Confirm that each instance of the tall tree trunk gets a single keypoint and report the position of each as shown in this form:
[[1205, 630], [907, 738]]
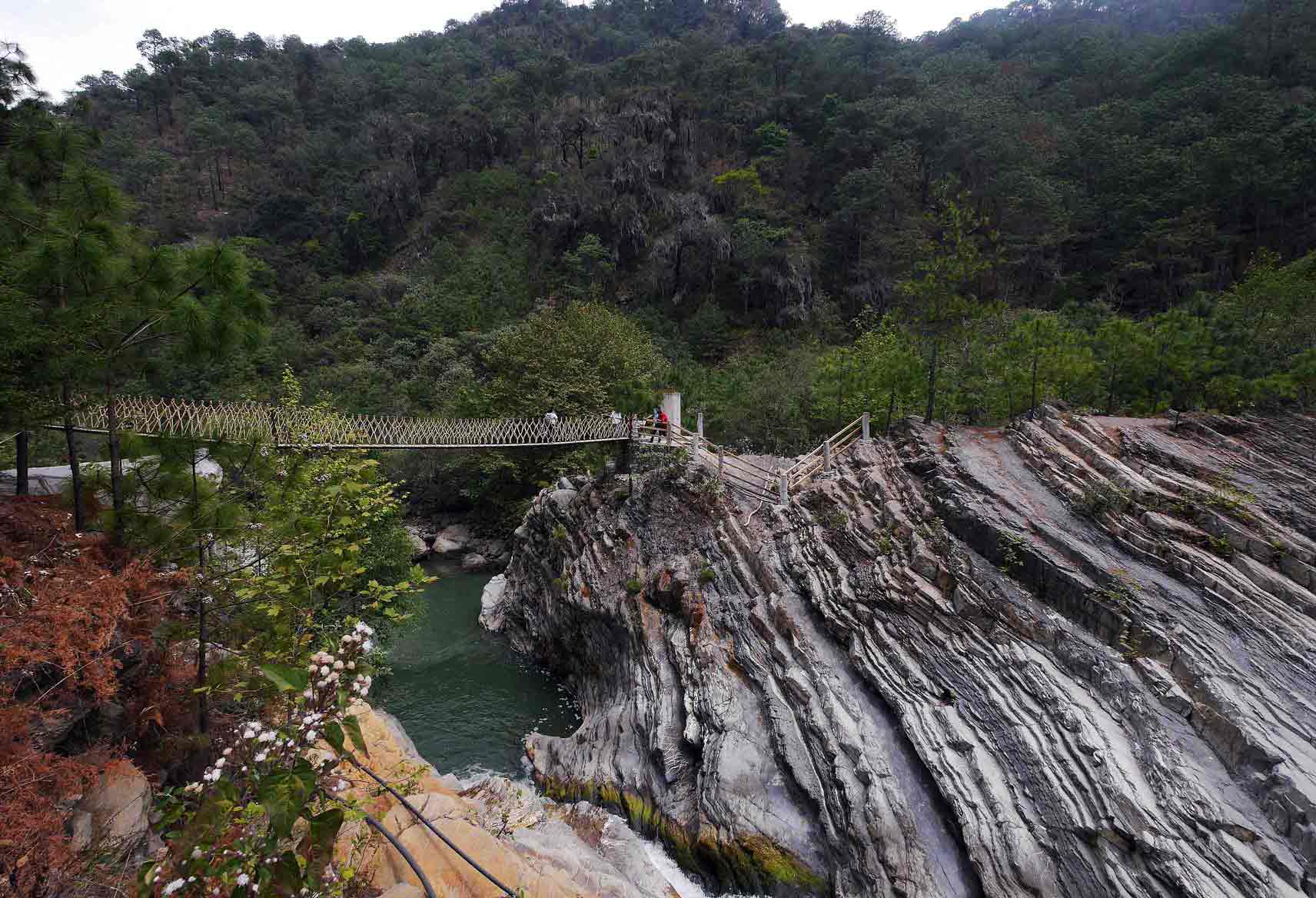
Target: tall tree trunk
[[932, 384], [203, 705], [116, 460], [1035, 389], [20, 444], [74, 471]]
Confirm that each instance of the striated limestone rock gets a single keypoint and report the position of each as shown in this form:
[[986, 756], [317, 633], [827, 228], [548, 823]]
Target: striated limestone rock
[[1075, 657], [530, 843]]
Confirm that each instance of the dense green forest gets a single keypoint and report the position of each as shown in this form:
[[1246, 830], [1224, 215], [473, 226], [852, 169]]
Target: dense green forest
[[1103, 203]]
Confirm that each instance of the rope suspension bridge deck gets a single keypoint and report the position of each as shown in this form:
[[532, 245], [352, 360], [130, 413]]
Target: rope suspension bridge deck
[[312, 428], [316, 428]]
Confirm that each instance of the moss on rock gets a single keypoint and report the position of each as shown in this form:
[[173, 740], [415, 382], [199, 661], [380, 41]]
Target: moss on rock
[[748, 863]]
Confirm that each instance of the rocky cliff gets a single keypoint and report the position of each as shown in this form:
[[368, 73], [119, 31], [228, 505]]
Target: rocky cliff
[[1075, 657], [545, 848]]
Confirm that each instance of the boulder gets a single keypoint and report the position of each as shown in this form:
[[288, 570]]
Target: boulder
[[491, 604], [417, 541], [452, 540], [112, 817]]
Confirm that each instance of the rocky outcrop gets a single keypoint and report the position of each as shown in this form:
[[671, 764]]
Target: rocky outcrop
[[112, 817], [528, 842], [456, 544], [1073, 657]]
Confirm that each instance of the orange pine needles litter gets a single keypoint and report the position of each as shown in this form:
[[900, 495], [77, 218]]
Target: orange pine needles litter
[[75, 637]]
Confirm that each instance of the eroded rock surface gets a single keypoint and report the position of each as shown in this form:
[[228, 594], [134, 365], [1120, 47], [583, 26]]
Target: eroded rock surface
[[528, 842], [1074, 657]]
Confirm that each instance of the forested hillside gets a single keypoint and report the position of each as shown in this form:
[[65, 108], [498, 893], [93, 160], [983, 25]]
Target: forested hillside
[[1046, 201]]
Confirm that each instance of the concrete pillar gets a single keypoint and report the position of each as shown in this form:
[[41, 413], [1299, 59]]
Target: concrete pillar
[[671, 404], [20, 441]]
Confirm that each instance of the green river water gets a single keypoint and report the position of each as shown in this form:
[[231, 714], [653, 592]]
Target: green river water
[[462, 694]]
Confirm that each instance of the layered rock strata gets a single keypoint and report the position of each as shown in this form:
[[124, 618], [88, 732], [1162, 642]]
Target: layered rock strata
[[530, 843], [1072, 657]]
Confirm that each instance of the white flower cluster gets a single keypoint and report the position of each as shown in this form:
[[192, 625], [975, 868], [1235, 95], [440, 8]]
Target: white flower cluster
[[327, 668], [361, 637], [258, 748]]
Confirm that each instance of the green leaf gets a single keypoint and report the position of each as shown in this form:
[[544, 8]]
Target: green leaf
[[287, 678], [286, 876], [283, 796], [353, 726], [317, 844]]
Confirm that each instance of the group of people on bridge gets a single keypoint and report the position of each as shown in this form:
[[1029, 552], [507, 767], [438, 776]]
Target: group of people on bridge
[[621, 427]]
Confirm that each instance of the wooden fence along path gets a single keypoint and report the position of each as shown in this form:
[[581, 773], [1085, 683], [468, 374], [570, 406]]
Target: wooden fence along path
[[301, 427], [752, 480]]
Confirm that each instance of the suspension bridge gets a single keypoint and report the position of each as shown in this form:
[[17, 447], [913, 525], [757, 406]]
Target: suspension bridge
[[317, 428]]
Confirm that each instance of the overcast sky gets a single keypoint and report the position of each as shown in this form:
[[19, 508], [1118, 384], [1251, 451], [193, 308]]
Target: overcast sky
[[68, 38]]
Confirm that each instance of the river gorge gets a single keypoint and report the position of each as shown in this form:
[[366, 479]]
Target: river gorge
[[1073, 657]]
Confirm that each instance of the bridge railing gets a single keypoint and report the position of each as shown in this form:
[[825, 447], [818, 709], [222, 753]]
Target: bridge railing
[[826, 454], [748, 478], [310, 427]]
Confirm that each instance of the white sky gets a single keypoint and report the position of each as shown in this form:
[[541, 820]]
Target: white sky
[[68, 38]]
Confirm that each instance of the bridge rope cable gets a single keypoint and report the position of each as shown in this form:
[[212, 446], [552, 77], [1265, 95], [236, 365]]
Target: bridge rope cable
[[312, 428]]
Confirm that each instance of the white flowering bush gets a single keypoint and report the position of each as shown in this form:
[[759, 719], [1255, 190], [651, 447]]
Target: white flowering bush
[[264, 817]]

* * *

### YOUR OBJECTIVE:
Rewrite all of the material above, replacing "keypoint" with "marker" wherever it appears and keeping everything else unchanged. Leave the pictures out.

### WRITTEN ANSWER:
Confirm that each instance of the tall tree trunk gets a single marker and report the position of each as shown in this form:
[[1205, 630], [907, 738]]
Target: tall tree trunk
[[932, 384], [203, 705], [116, 460], [1035, 389], [20, 444], [74, 471]]
Confirm that each instance of the striated limestone rock gets a single marker and report the position of each as shown in this form:
[[986, 756], [317, 633], [827, 228], [548, 823]]
Target: striated limestone rock
[[1075, 657], [530, 843]]
Confirm that each instance of the dense green forest gets a single marker and report the position of each as shown in this form:
[[1246, 830], [1224, 215], [473, 226], [852, 169]]
Target: dense green forest
[[1103, 203]]
Confirm that each instance of the rope suspension bridge deck gets a single marker and report the position of each as shown in this form:
[[532, 245], [352, 360], [130, 413]]
Target: rope suspension bridge deck
[[312, 428], [316, 428]]
Confirm that each instance of the moss on rock gets a single marker and report the position of each as shown in this form:
[[173, 740], [415, 382], [199, 661], [380, 41]]
Target: moss on rock
[[748, 863]]
Confirm that each instance of the rocky cliff gets a single marker and report the position of each as shown in this form:
[[368, 73], [119, 31], [228, 505]]
Target: rocky cliff
[[1075, 657], [545, 848]]
Confirm that each instance of the boulder gets a single marker and report the position of each as shown in this form:
[[288, 570]]
Target: boulder
[[491, 604], [417, 541], [452, 540], [112, 817]]
Confirm that each instance of the rocky outcrop gets a single marker and report the position of each as shown in this form:
[[671, 764]]
Target: rocky outcrop
[[112, 817], [528, 842], [456, 544], [1073, 657]]
Confirm that each instance of the orange pine needles litter gets a single marker and report the position of each as shown in this form:
[[900, 495], [77, 218]]
Target: orange pine needles litter
[[75, 637]]
Confirm that each instance of the eroded rock surface gets a single marker and report the position of each as shown in this form:
[[228, 594], [134, 365], [1120, 47], [583, 26]]
Target: eroded rock surface
[[528, 842], [1074, 657]]
Confirm that each instance of the forested hillside gets a single marker and report the position of each as shown in this form:
[[65, 108], [498, 893], [93, 160], [983, 25]]
Target: forested hillside
[[1046, 201]]
Confirm that each instance of the concrete pillar gets a single marker and report the position of each as shown in this form:
[[41, 413], [1299, 59]]
Target: concrete pillar
[[671, 404], [20, 441]]
Confirm that each instance of the green river water gets a single marker and report the position of each as shown in this form:
[[231, 714], [653, 592]]
Target: green river water
[[462, 694]]
Confirm that each instance of the layered rock strata gets a single marker and report the position of each as shown in this form:
[[124, 618], [88, 732], [1162, 642]]
Target: layered rock strata
[[530, 843], [1072, 657]]
Confirm that each instance of the white flower cluster gets a single marker and report the position of each as shown in this form:
[[192, 625], [975, 868], [1235, 95], [440, 8]]
Target: white flower cluster
[[327, 668], [361, 637], [258, 748]]
Confirm that each instance of the green leaf gets a single marker and report the position of each as shown in this form:
[[544, 8]]
Target: green leaf
[[287, 678], [286, 876], [283, 796], [353, 726], [317, 844]]
Confirm that each instance of the group of people on bridge gets a single marker and report the position of each as shown in this form:
[[1029, 552], [507, 767], [438, 776]]
Target: group of people on bridge
[[621, 427]]
Confirm that each instance of the wooden fence along path gets a single marker and report the position of each as shown in this form:
[[581, 773], [1085, 683], [468, 374], [570, 406]]
Target: wooden fence along path
[[301, 427], [752, 480]]
Confirm that each instance of the suspension bridge gets a single marker and report the position of each as shown in this form:
[[17, 447], [913, 525], [757, 406]]
Target: suspension bridge
[[317, 428]]
Confirm that each instance of the overcast sky gets a single marker and report the position of each as shown in this form:
[[19, 508], [1118, 384], [1251, 451], [193, 308]]
Target: overcast sky
[[68, 38]]
Confirm that each instance of the river gorge gets a single marker and report the position of each as shown in this form:
[[366, 479]]
Target: river gorge
[[1073, 657]]
Confirm that each instance of the bridge railing gets a single marker and report the position of each as shown in this form:
[[825, 447], [818, 709], [222, 753]]
Target: bridge railing
[[826, 454], [748, 478], [310, 427]]
Confirm that each instance of the white sky gets a single marker and report the position of each as shown in this form:
[[541, 820]]
Target: white sky
[[68, 38]]
Confirm that each instance of the bridge rope cable gets a single marker and report the position of each as shown in this form:
[[212, 446], [552, 77], [1265, 95], [236, 365]]
Target: bridge rope cable
[[312, 428]]
Confirm that each instance of the white flowering bush gets a single marker and report the position of each as shown in this form:
[[759, 719], [1255, 190], [651, 447]]
Target: white flowering bush
[[264, 817]]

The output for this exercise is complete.